• **Task details**: Quote the text on forgiving yourself from "One of the 11" up to and including "full of condemnation.".

Text section START

Forgive Yourself

One of the 11 Insight cards I give my patients to help them reduce their Cultural Stress includes the simple statement, “Forgive yourself.”


Most people understand the need to ask forgiveness of others we may have wronged, but it is just as important to forgive ourselves…because self-forgiveness is a necessary condition for self-acceptance and inner peace. After all, there’s no one we listen to more than the voice in our head. If we’re holding onto shame and embarrassment for past failures and shortcomings—real or imagined—then the voice in our head is likely to be critical and accusatory. It’s very hard to live with a voice that is full of condemnation.

Not a single one of us is perfect, and even though we know this, most of us hold on to impossibly high standards for ourselves. Fearful of criticism, we strive for perfection in every area of our lives. When we inevitably fail, we punish ourselves with bitter regrets and recriminations. And the irony is, we tend to punish ourselves far more than we would punish someone else! If a friend hurts our feelings and apologizes, for example, we’re usually happy to forgive them and let it go. But when we ourselves make a mistake or inadvertently hurt someone, we can hold on to the self-recriminations the rest of our lives!

I know that many people are reluctant to forgive themselves, fearing it’s self-indulgent. But if you can’t forgive yourself for making mistakes now and then, then you can never try anything new. You can never take any risks. You can never grow.

Mistakes are a necessary part of learning—which is a rule that applies to relationships, as well as any other aspect of our lives. Much as we would like to avoid hurting the people we care about, we inevitably do, even if unintentionally. By the same token, much as we would like to avoid disappointing someone, sometimes we must, even if only to be true to ourselves. It’s important to forgive ourselves for those times. After all, you can’t possibly be true to yourself if you’re always being true to everyone else.

How many times did you fall down when you were learning to walk? How many times did you stumble over a new word when learning to read? How many times did you make a mistake while learning to play tennis or basketball, or to salsa dance, or play the piano?

Of course, the answer is “Many.” I like to think of those mistakes as stepping stones on the way to self-knowledge and mastery. They’re opportunities to evaluate our behavior and identify areas where we want to make improvements. That’s all. They’re not indicators of a character defect unless we refuse to acknowledge them.

Imagine if you were learning a sport and your coach kept bringing up the last time you missed a shot. Good coaches don’t do that; they don’t keep reminding you of your mistakes. They use the opportunity of the mistake to identify a problem and show you how to do better. I encourage my patients to be their own good coach: when you make a mistake, welcome it as a learning opportunity. Apologize and make amends, yes. And then, forgive yourself.

Text section END
Information START

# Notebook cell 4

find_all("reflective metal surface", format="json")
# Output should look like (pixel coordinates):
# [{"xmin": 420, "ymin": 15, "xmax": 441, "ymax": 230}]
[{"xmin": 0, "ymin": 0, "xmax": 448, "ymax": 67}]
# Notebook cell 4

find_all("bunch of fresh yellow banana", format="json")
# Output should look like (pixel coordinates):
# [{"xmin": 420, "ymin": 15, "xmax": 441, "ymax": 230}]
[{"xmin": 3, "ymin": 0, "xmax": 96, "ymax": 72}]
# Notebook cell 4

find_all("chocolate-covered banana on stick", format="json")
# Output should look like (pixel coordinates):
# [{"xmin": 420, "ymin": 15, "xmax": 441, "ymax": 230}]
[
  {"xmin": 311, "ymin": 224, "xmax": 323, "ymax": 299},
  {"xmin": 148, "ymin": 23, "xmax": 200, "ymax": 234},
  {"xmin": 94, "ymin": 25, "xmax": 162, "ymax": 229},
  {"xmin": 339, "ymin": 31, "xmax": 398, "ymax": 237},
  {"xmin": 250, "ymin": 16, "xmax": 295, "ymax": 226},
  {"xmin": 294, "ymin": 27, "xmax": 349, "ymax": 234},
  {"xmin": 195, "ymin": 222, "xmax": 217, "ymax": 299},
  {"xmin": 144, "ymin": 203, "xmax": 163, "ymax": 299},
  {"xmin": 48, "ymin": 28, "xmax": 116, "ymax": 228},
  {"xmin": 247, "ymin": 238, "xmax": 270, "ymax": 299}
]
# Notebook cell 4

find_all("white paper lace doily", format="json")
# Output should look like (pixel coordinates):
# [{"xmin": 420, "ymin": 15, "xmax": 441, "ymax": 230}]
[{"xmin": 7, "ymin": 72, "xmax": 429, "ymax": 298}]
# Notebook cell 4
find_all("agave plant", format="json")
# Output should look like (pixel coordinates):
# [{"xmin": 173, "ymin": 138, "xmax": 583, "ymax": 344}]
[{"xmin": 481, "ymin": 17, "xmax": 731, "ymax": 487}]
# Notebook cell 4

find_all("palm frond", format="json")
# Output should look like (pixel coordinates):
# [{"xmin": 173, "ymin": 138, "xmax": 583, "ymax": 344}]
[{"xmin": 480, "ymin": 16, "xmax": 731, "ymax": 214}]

Information END

• **Exercise answer**:
One of the 11 Insight cards I give my patients to help them reduce their Cultural Stress includes the simple statement, “Forgive yourself.”


Most people understand the need to ask forgiveness of others we may have wronged, but it is just as important to forgive ourselves…because self-forgiveness is a necessary condition for self-acceptance and inner peace. After all, there’s no one we listen to more than the voice in our head. If we’re holding onto shame and embarrassment for past failures and shortcomings—real or imagined—then the voice in our head is likely to be critical and accusatory. It’s very hard to live with a voice that is full of condemnation.